_Given data_.
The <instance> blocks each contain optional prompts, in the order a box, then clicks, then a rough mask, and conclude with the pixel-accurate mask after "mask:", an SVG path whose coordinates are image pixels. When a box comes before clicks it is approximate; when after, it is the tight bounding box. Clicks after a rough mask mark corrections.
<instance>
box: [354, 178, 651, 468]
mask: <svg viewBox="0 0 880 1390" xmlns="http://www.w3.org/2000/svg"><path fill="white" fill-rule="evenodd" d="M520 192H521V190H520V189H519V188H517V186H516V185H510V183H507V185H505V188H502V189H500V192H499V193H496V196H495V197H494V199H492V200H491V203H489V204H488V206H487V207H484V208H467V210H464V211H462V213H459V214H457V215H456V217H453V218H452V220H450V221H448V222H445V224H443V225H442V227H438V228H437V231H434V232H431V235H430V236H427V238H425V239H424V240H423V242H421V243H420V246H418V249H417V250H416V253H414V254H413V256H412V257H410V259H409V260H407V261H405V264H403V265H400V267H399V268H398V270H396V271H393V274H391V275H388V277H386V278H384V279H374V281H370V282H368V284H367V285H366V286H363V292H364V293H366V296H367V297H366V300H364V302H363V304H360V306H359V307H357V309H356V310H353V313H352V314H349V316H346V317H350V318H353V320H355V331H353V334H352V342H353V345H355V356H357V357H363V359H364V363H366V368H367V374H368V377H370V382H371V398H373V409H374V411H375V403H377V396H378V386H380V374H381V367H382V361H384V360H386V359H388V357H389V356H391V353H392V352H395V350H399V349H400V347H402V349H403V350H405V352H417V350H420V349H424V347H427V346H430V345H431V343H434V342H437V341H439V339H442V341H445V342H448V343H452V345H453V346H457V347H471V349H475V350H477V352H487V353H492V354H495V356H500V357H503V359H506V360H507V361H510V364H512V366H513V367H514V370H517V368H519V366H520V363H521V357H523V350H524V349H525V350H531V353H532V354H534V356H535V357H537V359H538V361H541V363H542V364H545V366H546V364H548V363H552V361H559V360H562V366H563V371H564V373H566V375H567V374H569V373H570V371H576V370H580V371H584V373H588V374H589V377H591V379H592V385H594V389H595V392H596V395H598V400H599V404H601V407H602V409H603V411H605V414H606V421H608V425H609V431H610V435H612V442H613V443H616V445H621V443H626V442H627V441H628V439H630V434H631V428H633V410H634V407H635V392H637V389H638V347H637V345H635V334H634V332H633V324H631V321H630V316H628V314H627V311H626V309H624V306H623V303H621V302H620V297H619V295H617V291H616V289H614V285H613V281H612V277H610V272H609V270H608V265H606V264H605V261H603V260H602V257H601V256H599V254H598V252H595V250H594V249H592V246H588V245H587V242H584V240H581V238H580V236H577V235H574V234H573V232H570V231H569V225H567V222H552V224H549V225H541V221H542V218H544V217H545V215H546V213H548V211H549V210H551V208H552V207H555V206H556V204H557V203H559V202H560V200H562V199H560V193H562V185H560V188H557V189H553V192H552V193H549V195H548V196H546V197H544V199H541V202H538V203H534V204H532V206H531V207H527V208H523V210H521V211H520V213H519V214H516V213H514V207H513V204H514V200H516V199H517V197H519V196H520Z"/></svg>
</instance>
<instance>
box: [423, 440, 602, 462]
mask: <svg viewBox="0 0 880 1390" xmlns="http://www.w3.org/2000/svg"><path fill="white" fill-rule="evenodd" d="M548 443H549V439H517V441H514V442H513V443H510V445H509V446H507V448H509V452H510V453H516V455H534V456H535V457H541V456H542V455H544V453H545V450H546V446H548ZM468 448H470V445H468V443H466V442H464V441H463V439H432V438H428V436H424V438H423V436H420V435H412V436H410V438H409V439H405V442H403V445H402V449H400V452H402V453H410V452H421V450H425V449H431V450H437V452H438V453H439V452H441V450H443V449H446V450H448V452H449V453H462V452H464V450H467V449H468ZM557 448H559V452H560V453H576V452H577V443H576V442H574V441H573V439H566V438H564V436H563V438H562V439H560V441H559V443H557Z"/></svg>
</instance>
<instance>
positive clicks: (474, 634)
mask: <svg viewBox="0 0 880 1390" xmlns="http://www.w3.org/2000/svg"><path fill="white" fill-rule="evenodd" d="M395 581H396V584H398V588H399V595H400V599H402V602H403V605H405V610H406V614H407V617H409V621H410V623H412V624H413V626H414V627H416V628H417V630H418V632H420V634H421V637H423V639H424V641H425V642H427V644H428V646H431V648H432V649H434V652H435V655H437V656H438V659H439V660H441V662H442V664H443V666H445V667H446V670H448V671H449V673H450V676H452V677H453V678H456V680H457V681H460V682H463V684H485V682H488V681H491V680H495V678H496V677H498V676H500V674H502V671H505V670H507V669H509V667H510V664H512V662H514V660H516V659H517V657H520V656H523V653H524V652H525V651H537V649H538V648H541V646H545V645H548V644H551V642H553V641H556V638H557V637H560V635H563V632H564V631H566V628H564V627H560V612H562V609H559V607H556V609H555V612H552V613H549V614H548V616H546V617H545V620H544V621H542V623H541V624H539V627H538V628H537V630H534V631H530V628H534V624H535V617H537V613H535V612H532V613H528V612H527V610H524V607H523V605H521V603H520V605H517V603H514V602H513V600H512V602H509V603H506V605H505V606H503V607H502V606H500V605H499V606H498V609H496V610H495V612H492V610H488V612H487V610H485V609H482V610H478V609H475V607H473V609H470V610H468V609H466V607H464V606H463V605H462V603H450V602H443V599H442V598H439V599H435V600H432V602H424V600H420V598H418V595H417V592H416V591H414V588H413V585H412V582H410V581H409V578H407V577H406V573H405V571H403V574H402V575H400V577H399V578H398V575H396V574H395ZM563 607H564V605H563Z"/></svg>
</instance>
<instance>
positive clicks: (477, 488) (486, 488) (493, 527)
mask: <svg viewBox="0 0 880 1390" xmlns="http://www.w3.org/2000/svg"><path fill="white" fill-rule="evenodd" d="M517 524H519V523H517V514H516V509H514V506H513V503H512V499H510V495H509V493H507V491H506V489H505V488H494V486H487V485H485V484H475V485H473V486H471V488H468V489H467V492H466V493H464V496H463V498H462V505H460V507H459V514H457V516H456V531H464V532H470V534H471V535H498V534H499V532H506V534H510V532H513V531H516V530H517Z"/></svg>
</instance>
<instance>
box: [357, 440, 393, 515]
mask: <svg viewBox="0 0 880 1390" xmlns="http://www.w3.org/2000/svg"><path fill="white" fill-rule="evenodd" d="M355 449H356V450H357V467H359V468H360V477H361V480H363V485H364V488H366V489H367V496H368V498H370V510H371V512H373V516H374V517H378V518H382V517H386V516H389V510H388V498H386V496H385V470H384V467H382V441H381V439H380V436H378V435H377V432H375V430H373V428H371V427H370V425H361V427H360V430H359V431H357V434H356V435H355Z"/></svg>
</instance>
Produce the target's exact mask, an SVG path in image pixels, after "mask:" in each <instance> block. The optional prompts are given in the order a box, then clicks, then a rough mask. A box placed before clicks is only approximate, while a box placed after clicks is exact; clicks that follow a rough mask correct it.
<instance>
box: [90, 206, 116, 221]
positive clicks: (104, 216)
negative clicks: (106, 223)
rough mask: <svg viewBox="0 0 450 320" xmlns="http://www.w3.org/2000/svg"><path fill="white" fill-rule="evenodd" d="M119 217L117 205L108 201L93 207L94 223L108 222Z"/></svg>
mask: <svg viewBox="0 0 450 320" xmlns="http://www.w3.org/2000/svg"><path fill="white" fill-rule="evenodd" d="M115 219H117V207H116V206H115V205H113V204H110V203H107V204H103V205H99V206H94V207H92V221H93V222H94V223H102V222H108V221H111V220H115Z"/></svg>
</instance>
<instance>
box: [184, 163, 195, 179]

_Work to be completed_. Could you find every line in the records above that contains the word "optional" and copy it?

_Solution to the exercise_.
The <instance> blocks each contain optional prompts, in the order a box, then clicks, then a rough mask, and conclude with the pixel-accurate mask after "mask:", an SVG path whose coordinates are image pixels. When a box comes before clicks it is approximate; when after, it is the tight bounding box. Clicks after a rough mask mark corrections.
Produce the target's exact mask, an SVG path in image pixels, after "mask:" in each <instance> block. The optional prompts are given in the order a box, then clicks, then a rough mask. A box placed before clicks is only approximate, while a box placed after clicks is exact; clicks that follow a rough mask correct it.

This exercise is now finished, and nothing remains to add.